§ **Compiti da svolgere**
**1.** Ricopia fedelmente il brano sull'emergenza sanitaria e il pagamento del canone, da "Si è inserita, dunque, una" fino a "di forza maggiore." compreso.
**2.** Nel brano sull'emergenza sanitaria e il pagamento del canone, quale articolo del decreto-legge del 17 marzo 2020 contiene la disposizione di carattere generale citata?
**3.** Scrivi il seguito del brano sull'emergenza sanitaria e il pagamento del canone, partendo dal punto in cui il testo si interrompe.

---- Estratto fornito

Difficile, infatti, non riconoscere come l’eccezionale emergenza sanitaria, da cui il blocco delle attività economiche, si configuri a pieno titolo come causa di forza maggiore, tale da rendere la prestazione che si traduce nel pagamento del canone come oggettivamente impossibile, per una causa non dipendente dalla sfera di responsabilità del conduttore.
Su tale interpretazione sembra concordare il legislatore che, con l’art. 91 del D.L del 17 Marzo 2020 c.d. “ Cura Italia “, ha inserito una disposizione di carattere generale con la quale ha espressamente stabilito che “il rispetto delle misure di contenimento di cui al presente decreto è sempre valutata ai fini dell’esclusione, ai sensi e per gli effetti degli articoli 1218 e 1223 c.c., della responsabilità del debitore, anche relativamente all’applicazione di eventuali decadenze o penali connesse a ritardati o omessi adempimenti”
Si è inserita, dunque, una vera e propria clausola di esonero della responsabilità contrattuale ogni qualvolta il soggetto tenuto ad una prestazione possa dimostrare l’impossibilità di renderla per via del rispetto delle misure imposte dallo Stato per il contenimento della crisi epidemiologica legata alla diffusione del Covid -19, con una sorta di riconoscimento normativo del relativo status di forza maggiore.

--------
---- Dati forniti

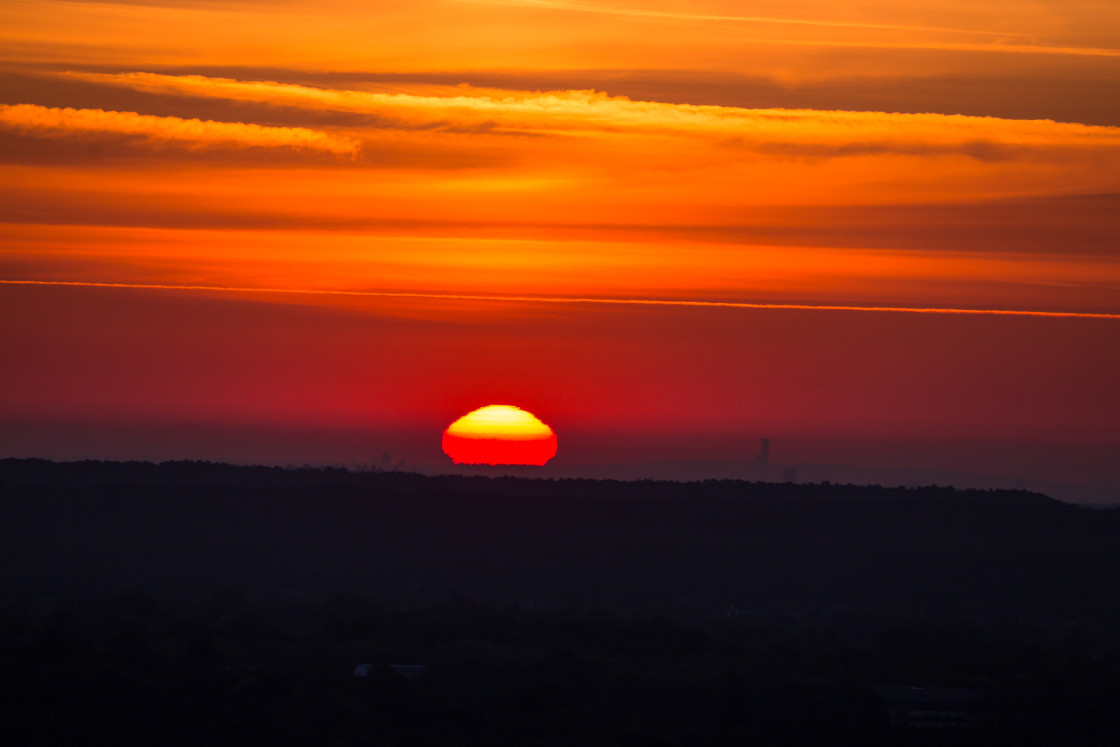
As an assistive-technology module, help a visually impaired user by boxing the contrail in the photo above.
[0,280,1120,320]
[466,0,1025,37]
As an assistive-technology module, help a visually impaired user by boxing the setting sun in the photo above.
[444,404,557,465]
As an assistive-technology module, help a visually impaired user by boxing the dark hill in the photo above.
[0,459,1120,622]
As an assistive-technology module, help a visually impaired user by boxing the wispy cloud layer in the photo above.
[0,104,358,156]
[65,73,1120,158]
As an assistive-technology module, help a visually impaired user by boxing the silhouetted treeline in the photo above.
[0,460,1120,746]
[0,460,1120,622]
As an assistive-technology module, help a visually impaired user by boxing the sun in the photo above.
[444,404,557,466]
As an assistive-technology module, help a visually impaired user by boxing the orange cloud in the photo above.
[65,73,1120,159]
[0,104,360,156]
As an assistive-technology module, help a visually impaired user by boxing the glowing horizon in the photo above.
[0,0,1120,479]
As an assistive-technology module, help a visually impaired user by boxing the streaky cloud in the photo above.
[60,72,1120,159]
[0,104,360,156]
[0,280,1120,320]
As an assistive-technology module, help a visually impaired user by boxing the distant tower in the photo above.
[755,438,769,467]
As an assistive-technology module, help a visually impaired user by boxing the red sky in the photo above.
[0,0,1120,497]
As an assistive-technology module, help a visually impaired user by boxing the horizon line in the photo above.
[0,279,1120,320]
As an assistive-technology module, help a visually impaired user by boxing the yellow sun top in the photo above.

--------

§ **Risposte in ordine**
**1.**
Si è inserita, dunque, una vera e propria clausola di esonero della responsabilità contrattuale ogni qualvolta il soggetto tenuto ad una prestazione possa dimostrare l’impossibilità di renderla per via del rispetto delle misure imposte dallo Stato per il contenimento della crisi epidemiologica legata alla diffusione del Covid -19, con una sorta di riconoscimento normativo del relativo status di forza maggiore.

**2.** L'art. 91 del D.L. del 17 marzo 2020, detto "Cura Italia".

**3.**
Tornando al problema affrontato, si ritiene, dunque, che le parti possano convenire di prorogare, e dunque rimandare, per un periodo di tempo determinato, il pagamento del canone di locazione per tutto il protrarsi del periodo dell’emergenza, al termine del quale il conduttore sarà comunque tenuto a versare l’intero dovuto.
Vivamente suggerita è la possibilità per le parti di trovare un accordo, soluzione preferibile anche per il locatore, dato che questi incontrerebbe il rischio di rimanere a lungo con un immobile sfitto.
In mancanza di un accordo tra proprietario e conduttore, unica altra strada percorribile da quest’ultimo, allo stato dell’arte, è quella di comunicare il recesso dal contratto.
In questo contesto, è l’art. 1467 Cod. Civ. a disporre che, nei contratti ad esecuzione continuata o periodica, e tale è il contratto di locazione, se la prestazione di una delle parti è divenuta eccessivamente onerosa per il verificarsi di avvenimenti straordinari e imprevedibili, la parte che deve tale prestazione può legittimamente domandare la risoluzione del contratto.
La facoltà per il conduttore di esercitare il recesso in corso di rapporto è infatti espressamente prevista dall’ art 27 della L. 392/1978, il quale sancisce che il conduttore può, qualora ricorrano gravi motivi ( art. 27 ult. com.) in qualsiasi momento recedere dal contratto, con l’obbligo di comunicarlo almeno 6 mesi prima della data in cui si esso si realizzerà.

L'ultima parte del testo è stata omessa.